> _Task directions_:
Print the records below exactly, omitting all pictures.

> _Input data_:
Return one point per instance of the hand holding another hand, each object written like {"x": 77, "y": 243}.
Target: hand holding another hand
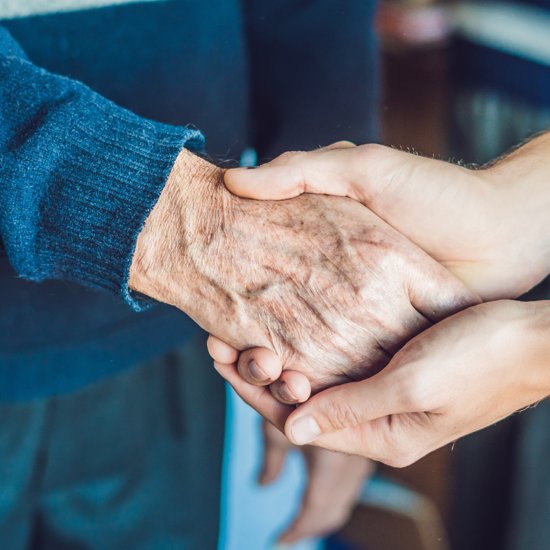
{"x": 469, "y": 371}
{"x": 321, "y": 282}
{"x": 459, "y": 376}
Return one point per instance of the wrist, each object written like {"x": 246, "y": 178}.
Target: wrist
{"x": 521, "y": 182}
{"x": 160, "y": 265}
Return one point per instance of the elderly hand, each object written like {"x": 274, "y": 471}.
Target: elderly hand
{"x": 334, "y": 482}
{"x": 321, "y": 282}
{"x": 459, "y": 376}
{"x": 486, "y": 226}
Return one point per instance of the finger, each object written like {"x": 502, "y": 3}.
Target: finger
{"x": 259, "y": 398}
{"x": 344, "y": 144}
{"x": 276, "y": 447}
{"x": 334, "y": 484}
{"x": 440, "y": 294}
{"x": 292, "y": 387}
{"x": 345, "y": 406}
{"x": 322, "y": 171}
{"x": 220, "y": 351}
{"x": 259, "y": 366}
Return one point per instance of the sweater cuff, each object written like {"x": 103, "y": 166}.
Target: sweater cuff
{"x": 93, "y": 212}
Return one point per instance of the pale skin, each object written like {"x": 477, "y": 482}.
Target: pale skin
{"x": 322, "y": 282}
{"x": 323, "y": 285}
{"x": 473, "y": 369}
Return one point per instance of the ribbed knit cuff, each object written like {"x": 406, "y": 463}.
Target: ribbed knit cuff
{"x": 78, "y": 178}
{"x": 109, "y": 188}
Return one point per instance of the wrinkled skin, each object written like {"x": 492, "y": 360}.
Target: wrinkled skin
{"x": 322, "y": 281}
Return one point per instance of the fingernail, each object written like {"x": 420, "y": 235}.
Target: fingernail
{"x": 284, "y": 392}
{"x": 304, "y": 430}
{"x": 256, "y": 372}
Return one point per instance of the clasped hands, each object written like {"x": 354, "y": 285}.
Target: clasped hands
{"x": 389, "y": 301}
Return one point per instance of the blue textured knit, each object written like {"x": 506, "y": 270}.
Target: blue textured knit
{"x": 79, "y": 176}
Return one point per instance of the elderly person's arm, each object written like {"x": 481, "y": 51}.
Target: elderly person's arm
{"x": 94, "y": 194}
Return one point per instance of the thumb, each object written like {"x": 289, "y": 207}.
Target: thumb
{"x": 276, "y": 447}
{"x": 321, "y": 171}
{"x": 346, "y": 406}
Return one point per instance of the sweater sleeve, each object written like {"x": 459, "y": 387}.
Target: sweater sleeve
{"x": 78, "y": 176}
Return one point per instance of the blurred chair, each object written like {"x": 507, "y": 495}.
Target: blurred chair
{"x": 391, "y": 516}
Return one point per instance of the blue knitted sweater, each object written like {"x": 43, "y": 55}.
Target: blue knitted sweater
{"x": 79, "y": 175}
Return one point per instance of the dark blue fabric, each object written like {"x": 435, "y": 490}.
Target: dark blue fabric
{"x": 156, "y": 59}
{"x": 181, "y": 62}
{"x": 481, "y": 67}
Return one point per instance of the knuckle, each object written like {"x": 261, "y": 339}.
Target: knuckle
{"x": 414, "y": 391}
{"x": 341, "y": 415}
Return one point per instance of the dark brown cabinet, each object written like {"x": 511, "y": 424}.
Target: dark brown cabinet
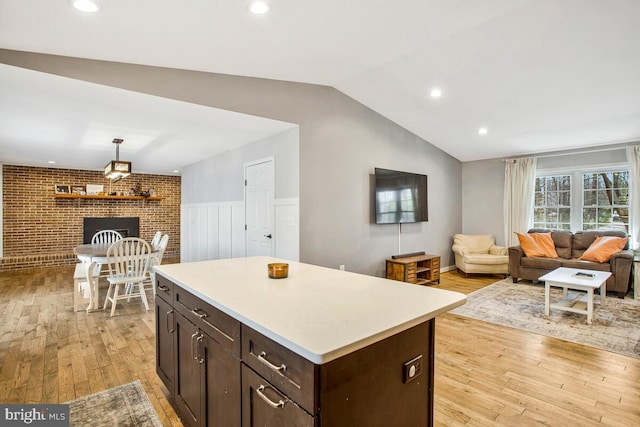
{"x": 198, "y": 359}
{"x": 226, "y": 373}
{"x": 263, "y": 405}
{"x": 165, "y": 328}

> _Completed task_:
Return one point per instance of the hand holding another hand, each object written like {"x": 77, "y": 243}.
Target: hand holding another hand
{"x": 469, "y": 371}
{"x": 321, "y": 282}
{"x": 459, "y": 376}
Return one point per instance of the wrist, each object written like {"x": 246, "y": 178}.
Target: wrist
{"x": 521, "y": 182}
{"x": 160, "y": 265}
Return one point per instance of the elderly hand, each object written like {"x": 274, "y": 471}.
Target: elderly hand
{"x": 334, "y": 482}
{"x": 321, "y": 282}
{"x": 459, "y": 376}
{"x": 486, "y": 226}
Return one point per instance of the finger, each object written like {"x": 502, "y": 3}.
Target: finger
{"x": 259, "y": 398}
{"x": 344, "y": 144}
{"x": 276, "y": 447}
{"x": 334, "y": 484}
{"x": 440, "y": 294}
{"x": 292, "y": 387}
{"x": 345, "y": 406}
{"x": 322, "y": 171}
{"x": 220, "y": 351}
{"x": 259, "y": 366}
Return one point per instance of the sweater cuff, each object written like {"x": 103, "y": 166}.
Target: sweater cuff
{"x": 93, "y": 212}
Return one point per instance of the pale skin, each object written like {"x": 477, "y": 482}.
Target: pale skin
{"x": 322, "y": 282}
{"x": 323, "y": 285}
{"x": 473, "y": 369}
Return one point per instance of the ribbed knit cuff, each object written like {"x": 406, "y": 463}.
Target: ribbed knit cuff
{"x": 78, "y": 178}
{"x": 109, "y": 188}
Return one point per instance of the wrinkled skin, each object written like {"x": 492, "y": 360}.
Target: wrinkled skin
{"x": 322, "y": 281}
Return one point per instance of the fingernail, each object written like {"x": 420, "y": 235}.
Target: fingernail
{"x": 284, "y": 392}
{"x": 304, "y": 430}
{"x": 256, "y": 372}
Return one point per instance of the clasped hands, each object written like {"x": 354, "y": 285}.
Target: clasped hands
{"x": 389, "y": 301}
Return one point per instance of the blue textured knit, each object written like {"x": 506, "y": 270}.
Target: blue textured knit
{"x": 79, "y": 176}
Return one point per instance of the elderly person's arm, each object written like {"x": 481, "y": 51}.
Target: elderly person's arm
{"x": 94, "y": 194}
Return one point per instance of the thumb, each object written like {"x": 289, "y": 207}.
Target: thumb
{"x": 276, "y": 447}
{"x": 321, "y": 171}
{"x": 346, "y": 406}
Return one point per instance of the sweater sleeve, each object written like {"x": 459, "y": 387}.
Target: sweater sleeve
{"x": 78, "y": 176}
Return one point per instance of the blurred chair, each object written like {"x": 507, "y": 495}.
Target: blurred chair
{"x": 391, "y": 516}
Return one point per instance of the blue knitted sweater, each object written like {"x": 43, "y": 55}.
Target: blue knitted sweater
{"x": 79, "y": 175}
Return one point per instance of the dark blue fabric, each object written like {"x": 435, "y": 490}.
Target: dark blue fabric
{"x": 156, "y": 59}
{"x": 181, "y": 62}
{"x": 481, "y": 67}
Return one point per instance of the knuckle, each object written like {"x": 261, "y": 339}.
Target: knuckle
{"x": 414, "y": 391}
{"x": 341, "y": 415}
Return one point per instance of the dark brown cabinet, each object written like {"x": 511, "y": 424}.
Target: dark brown cabinet
{"x": 198, "y": 359}
{"x": 226, "y": 373}
{"x": 263, "y": 405}
{"x": 165, "y": 328}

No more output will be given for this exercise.